■ WHAT YOU WILL DO: Find each line in the records that follow that contains the word "below", and copy every such line in full.

■ EXCERPTED DATA:
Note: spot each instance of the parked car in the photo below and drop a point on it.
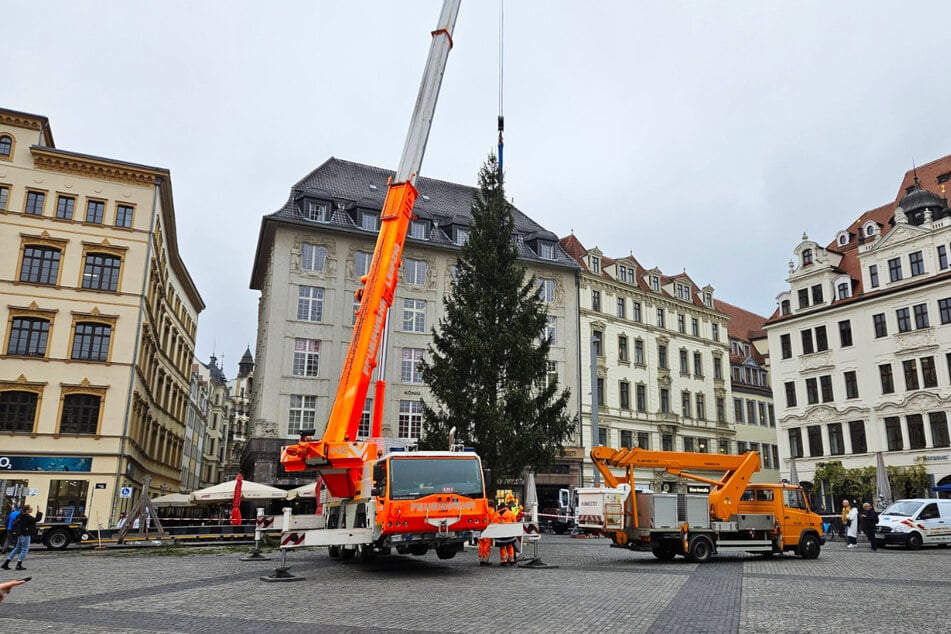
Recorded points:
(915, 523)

==

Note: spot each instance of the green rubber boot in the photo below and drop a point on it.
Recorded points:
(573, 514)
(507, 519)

==

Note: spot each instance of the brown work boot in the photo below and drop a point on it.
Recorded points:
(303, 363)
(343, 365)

■ THE REPLY:
Note: spot each instance of the parked car in the photo below and drop a point on it.
Note: spot each instance of the green rubber boot in the photo below and drop a point on it.
Note: spot each instance of the brown work boot in the photo below and drop a point on it.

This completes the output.